start
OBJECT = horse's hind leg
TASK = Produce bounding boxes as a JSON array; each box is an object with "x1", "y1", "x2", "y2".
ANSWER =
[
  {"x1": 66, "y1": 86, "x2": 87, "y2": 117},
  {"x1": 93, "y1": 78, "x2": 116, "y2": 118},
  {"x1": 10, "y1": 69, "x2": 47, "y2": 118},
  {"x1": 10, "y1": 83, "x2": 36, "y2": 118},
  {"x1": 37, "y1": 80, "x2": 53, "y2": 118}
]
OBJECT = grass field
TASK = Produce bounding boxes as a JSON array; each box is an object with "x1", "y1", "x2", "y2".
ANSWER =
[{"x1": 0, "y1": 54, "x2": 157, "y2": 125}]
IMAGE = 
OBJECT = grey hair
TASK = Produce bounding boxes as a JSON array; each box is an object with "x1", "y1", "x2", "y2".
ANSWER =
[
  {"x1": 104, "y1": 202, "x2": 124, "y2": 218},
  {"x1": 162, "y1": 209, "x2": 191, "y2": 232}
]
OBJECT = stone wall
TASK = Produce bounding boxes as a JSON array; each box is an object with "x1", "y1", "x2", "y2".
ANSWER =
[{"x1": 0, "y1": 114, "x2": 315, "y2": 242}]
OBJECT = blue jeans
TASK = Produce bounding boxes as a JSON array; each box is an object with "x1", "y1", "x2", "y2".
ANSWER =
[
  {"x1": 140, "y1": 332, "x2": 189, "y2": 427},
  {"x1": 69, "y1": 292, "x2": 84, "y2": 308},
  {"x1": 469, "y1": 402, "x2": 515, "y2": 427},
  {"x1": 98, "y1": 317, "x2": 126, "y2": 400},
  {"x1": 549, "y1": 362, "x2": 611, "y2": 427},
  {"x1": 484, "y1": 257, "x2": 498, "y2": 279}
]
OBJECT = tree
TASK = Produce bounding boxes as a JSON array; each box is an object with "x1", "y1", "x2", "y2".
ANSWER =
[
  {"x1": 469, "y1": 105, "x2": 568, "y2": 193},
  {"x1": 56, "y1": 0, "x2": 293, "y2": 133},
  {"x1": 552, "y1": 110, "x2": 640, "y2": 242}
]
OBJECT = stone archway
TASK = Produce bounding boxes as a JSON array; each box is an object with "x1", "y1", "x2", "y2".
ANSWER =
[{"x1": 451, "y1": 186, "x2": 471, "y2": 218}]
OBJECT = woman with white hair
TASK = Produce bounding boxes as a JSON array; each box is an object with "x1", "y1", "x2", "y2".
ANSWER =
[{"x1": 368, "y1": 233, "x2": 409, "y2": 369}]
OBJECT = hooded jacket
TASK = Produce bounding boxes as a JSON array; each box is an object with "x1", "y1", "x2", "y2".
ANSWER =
end
§ **GIVEN INSTRUCTION**:
Return all of the data above line for line, without any alteration.

§ **THE RESPONSE**:
OBJECT = horse's hind leg
TASK = Produce bounding boxes as a JSON array; each box is an object with "x1", "y1", "x2", "y2".
ANSWER =
[
  {"x1": 66, "y1": 86, "x2": 87, "y2": 117},
  {"x1": 93, "y1": 78, "x2": 116, "y2": 118},
  {"x1": 10, "y1": 69, "x2": 47, "y2": 118},
  {"x1": 10, "y1": 83, "x2": 36, "y2": 118},
  {"x1": 37, "y1": 80, "x2": 53, "y2": 118}
]
OBJECT = grass field
TASK = Produce bounding boxes as a JSON array; each box is an object with "x1", "y1", "x2", "y2".
ANSWER =
[{"x1": 0, "y1": 54, "x2": 157, "y2": 125}]
IMAGE = 
OBJECT = grey hair
TASK = Produce bounding boxes as a JSON array; each box is an object with "x1", "y1", "x2", "y2".
ANSWER =
[
  {"x1": 104, "y1": 202, "x2": 124, "y2": 218},
  {"x1": 162, "y1": 209, "x2": 191, "y2": 232}
]
OBJECT = stone wall
TASK = Produce bounding boxes as a JSON array; each box is an object with "x1", "y1", "x2", "y2".
ANSWER =
[{"x1": 0, "y1": 114, "x2": 315, "y2": 242}]
OBJECT = blue jeans
TASK = Produce bounding boxes as a JSON array; each box is an object with "x1", "y1", "x2", "y2".
ANSWER =
[
  {"x1": 140, "y1": 332, "x2": 189, "y2": 427},
  {"x1": 69, "y1": 292, "x2": 84, "y2": 308},
  {"x1": 469, "y1": 402, "x2": 515, "y2": 427},
  {"x1": 98, "y1": 317, "x2": 126, "y2": 400},
  {"x1": 549, "y1": 362, "x2": 611, "y2": 427},
  {"x1": 484, "y1": 257, "x2": 498, "y2": 279}
]
OBJECT = tree
TASK = Produce bounding boxes as a JSON array; each box is an object with "x1", "y1", "x2", "y2".
ANSWER =
[
  {"x1": 469, "y1": 105, "x2": 568, "y2": 193},
  {"x1": 56, "y1": 0, "x2": 293, "y2": 133},
  {"x1": 552, "y1": 110, "x2": 640, "y2": 242}
]
OBJECT = stone archway
TASK = Produce bounding boxes as a JSON array; each box is an object with "x1", "y1", "x2", "y2".
ANSWER =
[{"x1": 451, "y1": 186, "x2": 471, "y2": 218}]
OBJECT = woman with white hair
TASK = Produce bounding boxes as a JSON array; each box is an object with "x1", "y1", "x2", "y2".
ANSWER =
[{"x1": 368, "y1": 233, "x2": 409, "y2": 369}]
OBJECT = hooded jacket
TASK = Produce bounding boxes as a JSON array; each box is an object with "x1", "y1", "x2", "y2".
ANSWER =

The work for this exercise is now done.